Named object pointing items
— Start —

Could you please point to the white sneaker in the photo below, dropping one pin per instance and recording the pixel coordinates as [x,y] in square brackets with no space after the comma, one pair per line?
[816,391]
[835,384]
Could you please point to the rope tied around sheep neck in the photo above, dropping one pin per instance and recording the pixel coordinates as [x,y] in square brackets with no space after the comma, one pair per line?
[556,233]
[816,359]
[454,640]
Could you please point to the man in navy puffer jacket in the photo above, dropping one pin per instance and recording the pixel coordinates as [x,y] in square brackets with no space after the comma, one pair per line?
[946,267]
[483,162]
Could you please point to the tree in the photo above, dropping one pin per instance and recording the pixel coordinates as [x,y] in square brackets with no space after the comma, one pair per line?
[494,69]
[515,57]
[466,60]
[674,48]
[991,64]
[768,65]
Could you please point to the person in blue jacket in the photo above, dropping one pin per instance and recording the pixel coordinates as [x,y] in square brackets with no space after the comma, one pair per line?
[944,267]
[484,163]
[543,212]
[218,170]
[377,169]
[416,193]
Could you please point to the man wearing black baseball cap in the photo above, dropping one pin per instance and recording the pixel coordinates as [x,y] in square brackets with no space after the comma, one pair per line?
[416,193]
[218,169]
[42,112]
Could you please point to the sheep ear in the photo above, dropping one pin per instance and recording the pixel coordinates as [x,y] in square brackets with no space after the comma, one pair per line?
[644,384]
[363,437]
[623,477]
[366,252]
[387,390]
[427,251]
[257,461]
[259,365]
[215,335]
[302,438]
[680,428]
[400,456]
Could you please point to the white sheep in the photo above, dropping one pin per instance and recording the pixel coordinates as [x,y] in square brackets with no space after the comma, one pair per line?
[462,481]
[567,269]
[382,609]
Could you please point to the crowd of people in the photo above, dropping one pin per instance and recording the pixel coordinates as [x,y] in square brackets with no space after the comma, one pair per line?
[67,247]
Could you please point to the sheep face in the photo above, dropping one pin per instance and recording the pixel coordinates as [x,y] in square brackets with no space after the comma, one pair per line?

— End —

What is needed
Retype all the items above verbatim, keeping every line in its original order.

Final answer
Could you please point to the white sneaker in the photo below, dropping one pin per instance and recording the pixel coordinates as [x,y] in square brackets with no space after the comma, one pair per line?
[816,391]
[835,384]
Could you please point to the rope tied around sheep neck in the photo above, dropping one pin per instance and recording the pixel coordinates as [x,y] in square brackets with no space after the comma, one pair per line?
[556,233]
[816,359]
[454,640]
Could you please point to the man in navy puffer jacket in the photo above, dropping one pin per instance and recording the pixel coordinates as [x,y] in square brackets with no space after the comma, one pair per line?
[946,267]
[483,162]
Could you please point to the tree in the photo above, dropping one pin per instance and recording the pixel coordinates as [x,y] in square brackets with no space after the comma, one pair per line?
[494,69]
[515,57]
[466,60]
[674,48]
[991,64]
[768,65]
Could you please point to the person in blue jacket in the photo above, dropping one pin per instance and recording the pixel coordinates as [x,y] in square brackets with no space after the comma, one pair per line?
[944,267]
[484,163]
[543,212]
[218,170]
[377,169]
[416,193]
Could you please point to the man wearing black baseball cap in the photo above, dropping one pin per instance and recording the pixel coordinates as [x,y] in square brackets with no space after the comma, one pair per line?
[416,193]
[218,169]
[42,112]
Could you please point to the sheep ear in the photo above, dropping one pin per instance and recording the pixel coordinates as [x,y] in square brackets with no space after the comma, one pair per line?
[644,384]
[363,437]
[623,477]
[366,252]
[387,390]
[427,251]
[257,461]
[259,365]
[215,335]
[302,438]
[680,428]
[400,456]
Could you please point to the white sheep in the photo above, dropping one pin per instance and recording the pixel coordinates as [x,y] in square brackets with no space after the comma, one pair per line?
[462,481]
[567,269]
[382,609]
Could you please point to the crowd of people in the photo above, dropping one pin per instance and recording the pixel coordinates as [x,y] in square brackets with no space after the comma, one pair per line?
[67,247]
Could you please point to the sheep face in the photo above, dropping one pin per instance and recording the pixel coordinates as [x,y] in square brackets with no space after the comma, one pair per line?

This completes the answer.